[Natural language region descriptions]
Start of Block

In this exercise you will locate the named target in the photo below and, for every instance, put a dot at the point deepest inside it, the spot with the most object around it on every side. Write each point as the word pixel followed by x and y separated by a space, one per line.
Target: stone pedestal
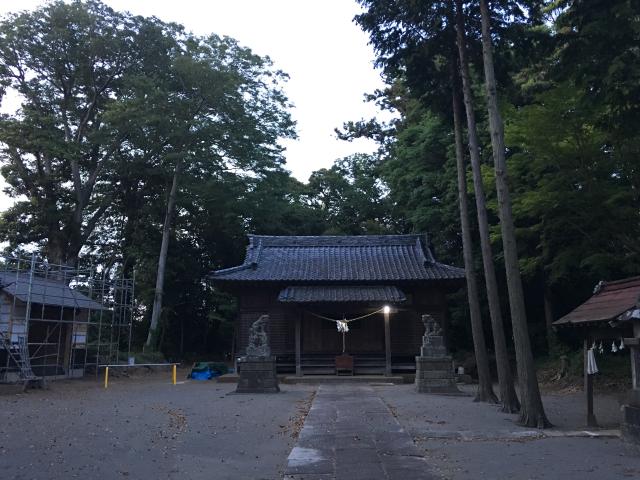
pixel 435 375
pixel 257 375
pixel 630 427
pixel 434 368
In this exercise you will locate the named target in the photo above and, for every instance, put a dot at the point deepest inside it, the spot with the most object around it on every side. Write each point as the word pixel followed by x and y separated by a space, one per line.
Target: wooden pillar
pixel 298 345
pixel 588 388
pixel 387 344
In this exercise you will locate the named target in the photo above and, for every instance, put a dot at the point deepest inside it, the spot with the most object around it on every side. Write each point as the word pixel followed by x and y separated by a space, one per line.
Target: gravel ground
pixel 147 428
pixel 462 440
pixel 144 427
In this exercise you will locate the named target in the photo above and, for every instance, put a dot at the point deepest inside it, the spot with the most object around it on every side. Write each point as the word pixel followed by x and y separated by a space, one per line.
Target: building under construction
pixel 60 322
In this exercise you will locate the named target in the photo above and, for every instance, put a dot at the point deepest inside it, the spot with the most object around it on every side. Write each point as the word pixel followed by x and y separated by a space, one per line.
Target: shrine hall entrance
pixel 368 345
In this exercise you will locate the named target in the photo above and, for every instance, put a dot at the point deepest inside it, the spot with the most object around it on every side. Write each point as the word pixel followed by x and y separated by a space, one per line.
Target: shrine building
pixel 380 285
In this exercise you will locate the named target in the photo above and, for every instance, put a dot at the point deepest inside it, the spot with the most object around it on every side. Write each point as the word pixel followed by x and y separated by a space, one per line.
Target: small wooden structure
pixel 49 318
pixel 307 283
pixel 599 320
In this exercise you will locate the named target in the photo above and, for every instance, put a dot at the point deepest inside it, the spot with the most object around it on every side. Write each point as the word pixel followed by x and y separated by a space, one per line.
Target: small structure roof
pixel 364 258
pixel 342 293
pixel 610 300
pixel 44 291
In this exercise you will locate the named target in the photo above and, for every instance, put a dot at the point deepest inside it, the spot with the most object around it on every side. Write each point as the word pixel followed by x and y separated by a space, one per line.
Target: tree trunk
pixel 532 412
pixel 485 386
pixel 508 396
pixel 151 342
pixel 548 319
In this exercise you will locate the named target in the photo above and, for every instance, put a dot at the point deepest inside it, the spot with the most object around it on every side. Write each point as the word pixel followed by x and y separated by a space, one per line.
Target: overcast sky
pixel 315 42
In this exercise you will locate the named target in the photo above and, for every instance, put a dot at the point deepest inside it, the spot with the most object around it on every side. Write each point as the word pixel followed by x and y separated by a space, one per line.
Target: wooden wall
pixel 321 336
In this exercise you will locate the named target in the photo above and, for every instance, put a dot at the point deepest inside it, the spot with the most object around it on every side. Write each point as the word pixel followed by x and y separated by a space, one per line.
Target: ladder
pixel 19 353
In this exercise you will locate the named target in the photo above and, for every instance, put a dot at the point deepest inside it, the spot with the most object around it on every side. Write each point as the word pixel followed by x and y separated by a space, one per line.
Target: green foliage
pixel 350 197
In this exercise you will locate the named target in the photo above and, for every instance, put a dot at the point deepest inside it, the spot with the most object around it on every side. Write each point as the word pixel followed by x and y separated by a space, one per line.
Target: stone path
pixel 351 434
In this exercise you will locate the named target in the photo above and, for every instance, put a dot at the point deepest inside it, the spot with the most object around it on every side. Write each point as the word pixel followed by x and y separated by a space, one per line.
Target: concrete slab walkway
pixel 350 433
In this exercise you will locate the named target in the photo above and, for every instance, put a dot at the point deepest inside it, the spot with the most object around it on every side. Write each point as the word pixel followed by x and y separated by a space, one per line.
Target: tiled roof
pixel 342 293
pixel 610 301
pixel 365 258
pixel 44 291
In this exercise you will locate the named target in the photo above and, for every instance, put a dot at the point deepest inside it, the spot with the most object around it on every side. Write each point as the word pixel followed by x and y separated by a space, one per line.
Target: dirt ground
pixel 462 440
pixel 145 427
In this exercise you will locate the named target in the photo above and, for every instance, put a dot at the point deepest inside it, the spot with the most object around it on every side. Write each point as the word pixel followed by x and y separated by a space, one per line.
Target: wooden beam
pixel 298 345
pixel 588 389
pixel 387 345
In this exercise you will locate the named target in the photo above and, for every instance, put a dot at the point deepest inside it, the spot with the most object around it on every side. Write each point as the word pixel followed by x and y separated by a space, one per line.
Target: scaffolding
pixel 65 321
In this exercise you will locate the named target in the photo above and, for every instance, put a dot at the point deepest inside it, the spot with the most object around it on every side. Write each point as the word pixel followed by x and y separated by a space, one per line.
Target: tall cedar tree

End of Block

### Exercise instructions
Print every line of the data exactly. Pictures do not belong in the copy.

### Response to the task
In this exercise you will locate the named target in the photo below and, for every instance, put a dot at the point deepest inside it, the spot with the most object around it on every side. Write each point as the word pixel followed by x and y separated by a space, one per line.
Target: stone pedestal
pixel 435 375
pixel 257 375
pixel 630 427
pixel 434 368
In this exercise you will locate the named target in the photo above and, for every instance, put a dot at the point deepest inside it, the spot with the most object around it on every side. Write each point as the word pixel followed by x and y separated by a space, one per line.
Target: wooden pillar
pixel 298 345
pixel 588 388
pixel 387 344
In this exercise you will locate the named target in the photo above and, for every instance, put a dot at the point deepest inside it, the spot with the most object around it on every side. Write each point as the word pixel followed by x and y separated by a space, one per line.
Target: gravel ground
pixel 147 428
pixel 462 440
pixel 144 427
In this exercise you will locate the named target in the photo above and, for every instance, put a dot at the point deepest inside it, the spot with the most object around it on every side. Write each point as the word pixel followed by x and y separated by a space, one per line.
Target: building under construction
pixel 60 322
In this exercise you will locate the named target in the photo above and, for every instance, put a dot at the point deepest inside it, the spot with the most object around it on every side. Write each point as the word pixel followed by x and y separated by a space, one per line.
Target: shrine hall entrance
pixel 368 345
In this exercise you will locate the named target in the photo above and, for every instance, put a dot at the point deepest inside it, the spot with the most object around it on every side. Write each point as the word pixel followed by x and y separated by a space, one per line.
Target: shrine building
pixel 380 285
In this exercise you will locate the named target in the photo above and, for every instance, put a dot at the point deepest inside it, the spot with the most object around it on every side. Write each point as the word pixel followed by x and y separated by a space, one per line.
Target: small wooden structure
pixel 49 318
pixel 307 283
pixel 599 320
In this exercise you will locate the named target in the photo above and, for every instance, put a dot at the point deepest inside it, the spot with the most object around it on every side. Write each point as the word pixel followed by x and y separated by a space, one per line.
Target: small structure roof
pixel 364 258
pixel 342 293
pixel 610 300
pixel 44 291
In this exercise you will locate the named target in the photo above and, for every instance, put a dot at the point deepest inside it, the spot with the most object around it on every side. Write each point as the word pixel followed by x and y separated by a space, one per line.
Target: tree trunk
pixel 532 412
pixel 485 386
pixel 508 396
pixel 151 342
pixel 548 319
In this exercise you will locate the named target in the photo above and, for every instance, put a dot at the point deepest inside it, the spot with the most object around it on every side. Write each point as the word pixel followed by x and y separated by a space, one per line.
Target: overcast sky
pixel 315 42
In this exercise you will locate the named target in the photo above and, for every instance, put a dot at the point deepest inside it, the spot with the most object around it on every side. Write each point as the word pixel followed by x and y separated by a space, one per line.
Target: wooden wall
pixel 321 336
In this exercise you will locate the named target in the photo above and, for every instance, put a dot at the point deepest inside it, the spot with the most object around it on every side. Write each point as the word pixel followed by x and y separated by a space, one per line.
Target: ladder
pixel 19 353
In this exercise you will locate the named target in the photo above and, for every instance, put a dot at the point deepest inside it, the spot with the most object around it on every side. Write each point as the word pixel followed by x and y separated by a space, one per line.
Target: green foliage
pixel 350 197
In this exercise you will locate the named target in the photo above and, for every instance, put a dot at the point deepest inside it, the spot with the most object around it on every side. Write each point as the word pixel followed by x and y separated by a space, one per line.
Target: stone path
pixel 351 434
In this exercise you will locate the named target in the photo above and, for every instance, put a dot at the point deepest inside it, the spot with the most object around it on every side. Write each point as the word pixel followed by x and y separated by a space, one per line.
Target: concrete slab walkway
pixel 350 433
In this exercise you will locate the named target in the photo above and, for every instance, put a dot at the point deepest inside it, the spot with the most object around it on every side. Write each point as the word pixel followed by x and y separated by a space, one per line.
Target: tiled roof
pixel 342 293
pixel 610 301
pixel 365 258
pixel 44 291
In this exercise you will locate the named target in the photo above and, for every instance, put a dot at the point deepest inside it, the spot with the most object around it on every side. Write each point as the word pixel followed by x and y separated by a space, one per line.
Target: dirt ground
pixel 462 440
pixel 145 427
In this exercise you will locate the named target in the photo above and, for every instance, put a dot at the point deepest inside it, the spot with the most object around it on every side. Write each point as the word pixel followed by x and y separated by a space, one per line.
Target: wooden beam
pixel 298 345
pixel 588 389
pixel 387 345
In this exercise you will locate the named target in the photo above and, for every instance, put a dot at the point deepest inside it, the spot with the most object around it on every side. Write each point as the word pixel followed by x and y separated by a space, one per line.
Target: scaffolding
pixel 65 321
In this exercise you will locate the named target in the photo above and, for every instance, put a dot at the point deepest inside it, the spot with the most object around it on every side. Write each point as the word pixel followed by x and y separated by a space, one per line.
Target: tall cedar tree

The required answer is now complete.